> **What you need to do**
Gather every line in the entries below that contains the string "spout", and copy each one out.

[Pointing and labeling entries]
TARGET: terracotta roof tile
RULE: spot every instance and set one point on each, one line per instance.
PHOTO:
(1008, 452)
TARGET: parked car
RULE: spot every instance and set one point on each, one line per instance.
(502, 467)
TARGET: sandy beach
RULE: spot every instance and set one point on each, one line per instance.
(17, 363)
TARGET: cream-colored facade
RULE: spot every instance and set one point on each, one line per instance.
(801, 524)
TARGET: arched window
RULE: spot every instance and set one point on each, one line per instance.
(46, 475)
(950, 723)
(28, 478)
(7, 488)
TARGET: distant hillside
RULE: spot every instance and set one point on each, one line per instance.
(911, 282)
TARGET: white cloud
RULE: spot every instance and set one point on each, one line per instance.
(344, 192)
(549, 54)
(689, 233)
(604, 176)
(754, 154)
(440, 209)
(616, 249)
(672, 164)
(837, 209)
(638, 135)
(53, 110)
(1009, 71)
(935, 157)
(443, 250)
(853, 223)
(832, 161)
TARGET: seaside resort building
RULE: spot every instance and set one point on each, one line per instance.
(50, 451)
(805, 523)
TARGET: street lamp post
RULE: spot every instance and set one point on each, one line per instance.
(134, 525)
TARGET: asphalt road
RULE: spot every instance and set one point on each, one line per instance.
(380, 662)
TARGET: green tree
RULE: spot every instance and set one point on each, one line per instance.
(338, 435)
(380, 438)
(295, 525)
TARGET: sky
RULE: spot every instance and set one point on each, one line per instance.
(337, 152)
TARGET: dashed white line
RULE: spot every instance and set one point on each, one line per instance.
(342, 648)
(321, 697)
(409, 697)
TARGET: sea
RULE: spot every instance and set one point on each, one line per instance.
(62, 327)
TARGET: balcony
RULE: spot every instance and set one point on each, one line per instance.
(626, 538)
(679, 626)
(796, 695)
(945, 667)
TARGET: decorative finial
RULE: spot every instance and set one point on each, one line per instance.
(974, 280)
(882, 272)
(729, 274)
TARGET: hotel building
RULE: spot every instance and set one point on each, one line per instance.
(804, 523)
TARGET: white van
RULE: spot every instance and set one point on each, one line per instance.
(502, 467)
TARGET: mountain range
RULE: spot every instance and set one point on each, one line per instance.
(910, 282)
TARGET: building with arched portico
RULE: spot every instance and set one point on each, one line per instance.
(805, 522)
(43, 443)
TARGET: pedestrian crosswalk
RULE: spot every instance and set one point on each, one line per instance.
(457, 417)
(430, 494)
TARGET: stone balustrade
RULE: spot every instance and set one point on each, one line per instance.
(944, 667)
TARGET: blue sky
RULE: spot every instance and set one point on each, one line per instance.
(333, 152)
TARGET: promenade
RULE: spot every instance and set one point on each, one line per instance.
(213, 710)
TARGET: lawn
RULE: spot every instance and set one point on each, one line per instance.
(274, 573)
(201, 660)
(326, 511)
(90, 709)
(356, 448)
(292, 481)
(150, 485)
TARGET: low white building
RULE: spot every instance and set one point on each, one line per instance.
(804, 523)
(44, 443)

* * *

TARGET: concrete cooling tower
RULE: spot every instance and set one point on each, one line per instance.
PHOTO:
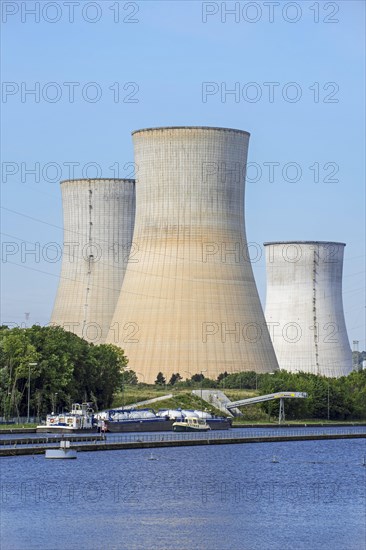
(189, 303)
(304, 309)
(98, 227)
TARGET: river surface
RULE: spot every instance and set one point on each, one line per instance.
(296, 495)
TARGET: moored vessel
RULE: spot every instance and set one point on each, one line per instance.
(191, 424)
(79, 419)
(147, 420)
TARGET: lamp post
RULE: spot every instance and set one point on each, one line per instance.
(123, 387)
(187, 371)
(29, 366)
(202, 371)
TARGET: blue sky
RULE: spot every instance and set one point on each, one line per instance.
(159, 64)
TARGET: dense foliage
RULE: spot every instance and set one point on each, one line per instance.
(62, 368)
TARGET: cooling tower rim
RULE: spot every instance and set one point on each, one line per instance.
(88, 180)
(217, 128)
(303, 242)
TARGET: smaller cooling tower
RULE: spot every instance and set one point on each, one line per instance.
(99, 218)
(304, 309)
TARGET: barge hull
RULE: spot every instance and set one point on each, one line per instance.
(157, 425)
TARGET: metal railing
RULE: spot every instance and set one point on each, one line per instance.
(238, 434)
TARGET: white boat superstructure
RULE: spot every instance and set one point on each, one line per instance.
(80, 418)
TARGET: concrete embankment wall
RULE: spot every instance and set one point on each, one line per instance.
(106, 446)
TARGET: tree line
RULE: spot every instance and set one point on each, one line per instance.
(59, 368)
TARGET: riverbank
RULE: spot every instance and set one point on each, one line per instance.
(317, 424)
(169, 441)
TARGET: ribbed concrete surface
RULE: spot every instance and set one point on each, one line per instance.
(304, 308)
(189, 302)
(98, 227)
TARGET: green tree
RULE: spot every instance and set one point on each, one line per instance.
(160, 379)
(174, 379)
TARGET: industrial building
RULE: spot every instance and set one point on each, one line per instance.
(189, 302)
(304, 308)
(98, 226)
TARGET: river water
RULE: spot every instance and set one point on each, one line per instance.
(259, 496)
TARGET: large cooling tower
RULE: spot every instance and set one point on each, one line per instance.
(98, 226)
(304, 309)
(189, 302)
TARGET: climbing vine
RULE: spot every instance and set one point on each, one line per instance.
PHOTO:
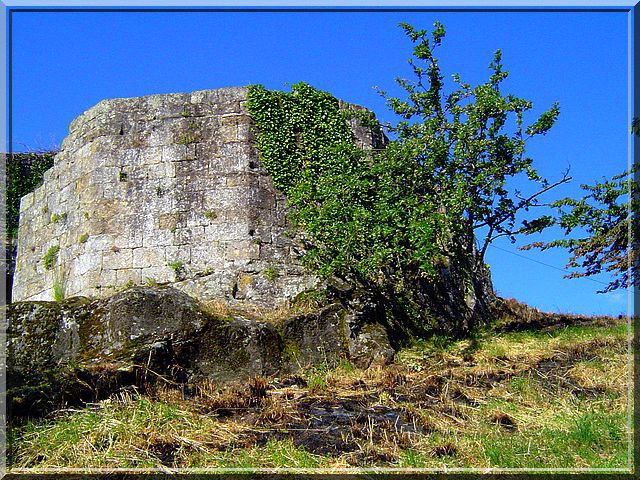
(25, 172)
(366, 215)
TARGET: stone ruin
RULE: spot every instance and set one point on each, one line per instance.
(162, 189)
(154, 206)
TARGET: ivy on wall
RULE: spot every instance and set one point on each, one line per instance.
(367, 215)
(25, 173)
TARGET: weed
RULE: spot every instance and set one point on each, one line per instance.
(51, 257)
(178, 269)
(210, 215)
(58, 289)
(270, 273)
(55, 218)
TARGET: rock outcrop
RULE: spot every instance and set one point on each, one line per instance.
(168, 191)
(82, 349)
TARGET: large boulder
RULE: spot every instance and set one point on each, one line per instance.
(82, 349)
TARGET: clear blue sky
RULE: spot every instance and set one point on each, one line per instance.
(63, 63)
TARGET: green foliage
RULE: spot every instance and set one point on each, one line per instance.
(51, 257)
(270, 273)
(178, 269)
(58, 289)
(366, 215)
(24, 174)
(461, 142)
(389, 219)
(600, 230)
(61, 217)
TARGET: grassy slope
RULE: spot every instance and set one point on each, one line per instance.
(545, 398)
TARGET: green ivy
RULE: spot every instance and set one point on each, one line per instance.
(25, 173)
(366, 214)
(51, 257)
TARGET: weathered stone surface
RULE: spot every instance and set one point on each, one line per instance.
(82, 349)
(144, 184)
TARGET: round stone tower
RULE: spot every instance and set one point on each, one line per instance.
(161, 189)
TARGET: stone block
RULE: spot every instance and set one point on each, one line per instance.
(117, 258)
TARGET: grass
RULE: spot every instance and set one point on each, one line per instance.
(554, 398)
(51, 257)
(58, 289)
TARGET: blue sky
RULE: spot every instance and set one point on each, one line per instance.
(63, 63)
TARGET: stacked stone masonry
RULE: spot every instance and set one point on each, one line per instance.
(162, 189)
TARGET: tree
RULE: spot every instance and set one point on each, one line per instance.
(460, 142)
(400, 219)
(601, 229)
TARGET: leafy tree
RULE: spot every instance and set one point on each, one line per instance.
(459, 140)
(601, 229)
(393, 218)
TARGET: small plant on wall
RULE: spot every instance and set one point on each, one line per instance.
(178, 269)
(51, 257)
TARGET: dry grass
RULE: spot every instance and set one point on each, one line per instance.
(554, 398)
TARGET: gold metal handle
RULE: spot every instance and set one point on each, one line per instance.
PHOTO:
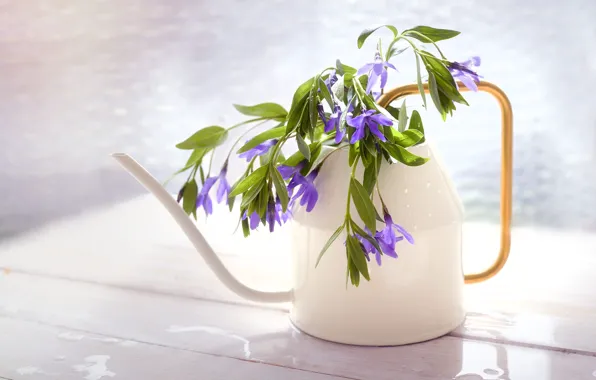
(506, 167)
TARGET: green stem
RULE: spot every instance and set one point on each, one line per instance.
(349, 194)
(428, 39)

==

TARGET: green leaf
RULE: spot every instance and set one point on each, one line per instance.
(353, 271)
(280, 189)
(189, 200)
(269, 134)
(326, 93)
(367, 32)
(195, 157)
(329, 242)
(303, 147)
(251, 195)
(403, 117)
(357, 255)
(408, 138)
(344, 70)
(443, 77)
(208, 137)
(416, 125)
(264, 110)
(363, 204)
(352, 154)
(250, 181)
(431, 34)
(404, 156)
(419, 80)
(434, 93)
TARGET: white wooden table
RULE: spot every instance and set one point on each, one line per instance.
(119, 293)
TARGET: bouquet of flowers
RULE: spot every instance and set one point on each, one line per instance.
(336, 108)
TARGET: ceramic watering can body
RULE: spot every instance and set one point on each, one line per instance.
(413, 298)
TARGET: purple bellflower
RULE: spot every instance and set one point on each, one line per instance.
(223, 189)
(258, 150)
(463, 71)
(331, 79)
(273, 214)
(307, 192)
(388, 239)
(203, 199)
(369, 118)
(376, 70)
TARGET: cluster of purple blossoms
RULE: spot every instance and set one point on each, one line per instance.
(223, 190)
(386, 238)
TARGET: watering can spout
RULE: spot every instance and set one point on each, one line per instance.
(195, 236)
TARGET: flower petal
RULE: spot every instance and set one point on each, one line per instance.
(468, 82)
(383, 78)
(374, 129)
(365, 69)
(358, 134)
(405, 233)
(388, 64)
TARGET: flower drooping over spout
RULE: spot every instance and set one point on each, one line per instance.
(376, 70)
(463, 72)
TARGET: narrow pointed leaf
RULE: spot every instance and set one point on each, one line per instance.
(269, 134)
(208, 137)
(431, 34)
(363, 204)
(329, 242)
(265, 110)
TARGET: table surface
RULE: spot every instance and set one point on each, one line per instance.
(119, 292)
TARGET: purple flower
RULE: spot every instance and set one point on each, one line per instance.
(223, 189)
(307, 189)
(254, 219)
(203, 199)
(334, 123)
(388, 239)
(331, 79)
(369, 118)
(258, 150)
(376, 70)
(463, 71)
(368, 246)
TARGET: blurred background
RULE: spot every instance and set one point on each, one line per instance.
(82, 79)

> **Task answer**
TARGET: watering can spout
TARGET: flower drooping over spout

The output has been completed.